EXERCISE
A complete copy of the entries, exactly as written, is the expected result.

··· GIVEN RECORDS ···

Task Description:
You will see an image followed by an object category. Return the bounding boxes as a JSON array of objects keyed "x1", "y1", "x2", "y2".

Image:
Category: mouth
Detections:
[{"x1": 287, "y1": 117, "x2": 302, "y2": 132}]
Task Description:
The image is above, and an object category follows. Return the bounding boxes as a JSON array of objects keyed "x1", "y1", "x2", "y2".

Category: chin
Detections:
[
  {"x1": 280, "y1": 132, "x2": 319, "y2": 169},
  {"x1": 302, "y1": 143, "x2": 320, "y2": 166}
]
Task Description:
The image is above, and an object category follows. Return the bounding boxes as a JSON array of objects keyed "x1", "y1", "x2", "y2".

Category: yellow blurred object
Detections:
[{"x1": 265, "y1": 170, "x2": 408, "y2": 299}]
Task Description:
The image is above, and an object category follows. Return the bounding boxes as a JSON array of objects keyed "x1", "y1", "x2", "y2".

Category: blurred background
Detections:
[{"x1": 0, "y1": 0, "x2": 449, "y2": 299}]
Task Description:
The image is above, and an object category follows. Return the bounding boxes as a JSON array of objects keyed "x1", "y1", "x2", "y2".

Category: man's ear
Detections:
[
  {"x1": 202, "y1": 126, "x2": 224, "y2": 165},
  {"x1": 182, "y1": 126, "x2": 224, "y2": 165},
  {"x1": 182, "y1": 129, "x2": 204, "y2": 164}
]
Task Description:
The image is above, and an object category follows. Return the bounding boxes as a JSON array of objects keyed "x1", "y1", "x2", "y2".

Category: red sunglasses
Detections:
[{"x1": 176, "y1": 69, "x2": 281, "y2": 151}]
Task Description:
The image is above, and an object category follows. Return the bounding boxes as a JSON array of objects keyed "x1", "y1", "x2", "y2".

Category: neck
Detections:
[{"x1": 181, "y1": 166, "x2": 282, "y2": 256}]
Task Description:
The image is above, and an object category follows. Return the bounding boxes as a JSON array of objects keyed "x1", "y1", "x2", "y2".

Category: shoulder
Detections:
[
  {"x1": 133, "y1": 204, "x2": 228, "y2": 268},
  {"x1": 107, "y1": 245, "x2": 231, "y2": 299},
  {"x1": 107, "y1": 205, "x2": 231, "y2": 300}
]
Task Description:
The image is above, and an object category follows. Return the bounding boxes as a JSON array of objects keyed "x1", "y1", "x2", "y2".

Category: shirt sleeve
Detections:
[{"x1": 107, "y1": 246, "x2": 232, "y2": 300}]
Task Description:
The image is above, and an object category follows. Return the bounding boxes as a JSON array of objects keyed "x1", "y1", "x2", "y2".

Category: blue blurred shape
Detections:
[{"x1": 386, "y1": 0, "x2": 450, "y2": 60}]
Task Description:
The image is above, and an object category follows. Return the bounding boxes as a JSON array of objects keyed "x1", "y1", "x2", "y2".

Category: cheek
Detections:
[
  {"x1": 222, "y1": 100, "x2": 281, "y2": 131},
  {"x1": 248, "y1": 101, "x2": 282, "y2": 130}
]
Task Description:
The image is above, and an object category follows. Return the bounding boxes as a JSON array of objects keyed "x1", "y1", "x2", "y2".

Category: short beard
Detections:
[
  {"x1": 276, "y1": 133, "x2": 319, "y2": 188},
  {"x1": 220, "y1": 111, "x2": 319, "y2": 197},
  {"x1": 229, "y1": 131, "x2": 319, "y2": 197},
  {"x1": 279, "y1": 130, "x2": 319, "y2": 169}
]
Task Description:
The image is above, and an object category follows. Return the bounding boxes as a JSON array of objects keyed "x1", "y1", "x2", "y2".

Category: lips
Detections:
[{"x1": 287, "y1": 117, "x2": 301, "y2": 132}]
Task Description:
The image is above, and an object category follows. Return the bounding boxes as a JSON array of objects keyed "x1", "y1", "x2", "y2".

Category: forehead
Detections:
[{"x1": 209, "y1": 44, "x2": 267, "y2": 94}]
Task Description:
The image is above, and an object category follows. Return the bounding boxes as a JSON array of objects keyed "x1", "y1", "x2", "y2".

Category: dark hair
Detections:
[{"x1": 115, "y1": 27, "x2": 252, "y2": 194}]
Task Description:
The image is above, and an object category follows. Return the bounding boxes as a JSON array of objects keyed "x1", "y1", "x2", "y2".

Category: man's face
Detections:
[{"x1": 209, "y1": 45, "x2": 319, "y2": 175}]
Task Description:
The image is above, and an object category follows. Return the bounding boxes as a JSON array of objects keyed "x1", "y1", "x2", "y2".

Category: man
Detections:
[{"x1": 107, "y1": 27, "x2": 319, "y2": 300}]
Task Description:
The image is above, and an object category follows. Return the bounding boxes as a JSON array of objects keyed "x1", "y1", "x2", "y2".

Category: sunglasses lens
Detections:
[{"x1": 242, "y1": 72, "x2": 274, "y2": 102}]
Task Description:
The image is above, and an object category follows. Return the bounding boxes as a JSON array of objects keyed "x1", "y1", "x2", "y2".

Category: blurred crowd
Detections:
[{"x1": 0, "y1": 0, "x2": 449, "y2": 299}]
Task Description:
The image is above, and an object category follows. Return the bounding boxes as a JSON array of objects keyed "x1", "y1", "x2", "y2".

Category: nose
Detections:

···

WRITTEN RESPONSE
Task Description:
You will see an image followed by an object category. Return the bounding boxes as a JSON array of objects keyed "x1", "y1", "x2", "y2".

Image:
Category: mouth
Detections:
[{"x1": 287, "y1": 117, "x2": 302, "y2": 132}]
Task Description:
The image is above, and an object category follows. Return the bounding boxes as a JSON array of objects keyed "x1", "y1", "x2", "y2".

Category: chin
Detections:
[
  {"x1": 280, "y1": 132, "x2": 319, "y2": 169},
  {"x1": 302, "y1": 143, "x2": 320, "y2": 166}
]
Task Description:
The image is above, and an object category follows. Return the bounding boxes as a JSON array of objects keyed "x1", "y1", "x2", "y2".

Category: yellow blurred object
Detections:
[{"x1": 265, "y1": 170, "x2": 408, "y2": 299}]
Task Description:
The image is above, and an object category follows. Return the bounding boxes as a JSON array of objects keyed "x1", "y1", "x2", "y2".

Category: blurred background
Detections:
[{"x1": 0, "y1": 0, "x2": 449, "y2": 299}]
Task Description:
The image is above, and an object category follows. Return the bounding boxes as a JSON array of objects keyed "x1", "y1", "x2", "y2".

Category: man's ear
Detections:
[
  {"x1": 202, "y1": 126, "x2": 224, "y2": 165},
  {"x1": 182, "y1": 126, "x2": 224, "y2": 165},
  {"x1": 182, "y1": 129, "x2": 204, "y2": 164}
]
Task Description:
The image is above, and an object category follows. Return the bounding boxes as a JSON array of objects keyed "x1", "y1", "x2", "y2".

Category: red sunglasses
Detections:
[{"x1": 176, "y1": 69, "x2": 281, "y2": 151}]
Task Description:
The image is above, and an object category follows. Return the bounding boxes as a JSON array of objects keyed "x1", "y1", "x2", "y2".

Category: neck
Detections:
[{"x1": 181, "y1": 166, "x2": 282, "y2": 256}]
Task Description:
The image is above, and an object category follows. Return the bounding boxes as a JSON array of objects keyed "x1", "y1", "x2", "y2".

Category: shoulder
Detections:
[
  {"x1": 133, "y1": 204, "x2": 228, "y2": 268},
  {"x1": 107, "y1": 245, "x2": 231, "y2": 299},
  {"x1": 107, "y1": 205, "x2": 231, "y2": 300}
]
Task Description:
The image is above, and an object category follows. Return the bounding boxes as a JSON array of objects keyed "x1", "y1", "x2", "y2".

Category: shirt sleeve
Detections:
[{"x1": 107, "y1": 246, "x2": 232, "y2": 300}]
Task Description:
The image is above, and an object category follows. Return the bounding boxes as a JSON array of objects keyed "x1", "y1", "x2", "y2".

Category: blue blurred shape
Detections:
[{"x1": 386, "y1": 0, "x2": 450, "y2": 60}]
Task Description:
The image is above, and an object category follows. Return the bounding boxes as a JSON array of objects keyed "x1", "y1", "x2", "y2".

Category: cheek
Detections:
[
  {"x1": 222, "y1": 100, "x2": 281, "y2": 131},
  {"x1": 248, "y1": 101, "x2": 282, "y2": 130}
]
Task Description:
The image is above, and an object category follows. Return the bounding boxes as a JSON array of objects keyed "x1", "y1", "x2", "y2".

Category: short beard
Detections:
[
  {"x1": 276, "y1": 133, "x2": 319, "y2": 188},
  {"x1": 220, "y1": 111, "x2": 319, "y2": 197},
  {"x1": 229, "y1": 131, "x2": 319, "y2": 197},
  {"x1": 279, "y1": 130, "x2": 319, "y2": 169}
]
Task Description:
The image is above, and an object category follows. Return the bounding boxes as a JSON array of objects keyed "x1", "y1", "x2", "y2".

Category: lips
Detections:
[{"x1": 287, "y1": 117, "x2": 301, "y2": 132}]
Task Description:
The image is above, and an object category follows. Return the bounding boxes as a JSON array of objects keyed "x1", "y1", "x2", "y2".

Category: forehead
Detections:
[{"x1": 209, "y1": 44, "x2": 267, "y2": 94}]
Task Description:
The image is above, and an object category follows. Return the bounding boxes as a JSON array of objects keyed "x1", "y1", "x2", "y2".

Category: dark hair
Detections:
[{"x1": 115, "y1": 27, "x2": 252, "y2": 194}]
Task Description:
The image is above, and an object category follows. Return the bounding boxes as a JSON array of objects keyed "x1", "y1", "x2", "y2".

Category: man's face
Detections:
[{"x1": 209, "y1": 45, "x2": 319, "y2": 175}]
Task Description:
The image is above, and an object category follows. Return the bounding boxes as a JSON array of objects keyed "x1", "y1", "x2", "y2".

Category: man
Detections:
[{"x1": 107, "y1": 27, "x2": 319, "y2": 300}]
Task Description:
The image is above, and an object category follows. Return the bounding boxes as a JSON array of objects keyed "x1", "y1", "x2", "y2".

Category: sunglasses lens
Detections:
[{"x1": 242, "y1": 72, "x2": 274, "y2": 102}]
Task Description:
The image is above, and an object category follows. Return the bounding boxes as a JSON array of objects keyed "x1", "y1", "x2", "y2".

Category: blurred crowd
Detections:
[{"x1": 0, "y1": 0, "x2": 449, "y2": 299}]
Task Description:
The image is above, and an object category follows. Return the bounding boxes as a JSON array of objects keyed "x1", "y1", "x2", "y2".

Category: nose
Detections:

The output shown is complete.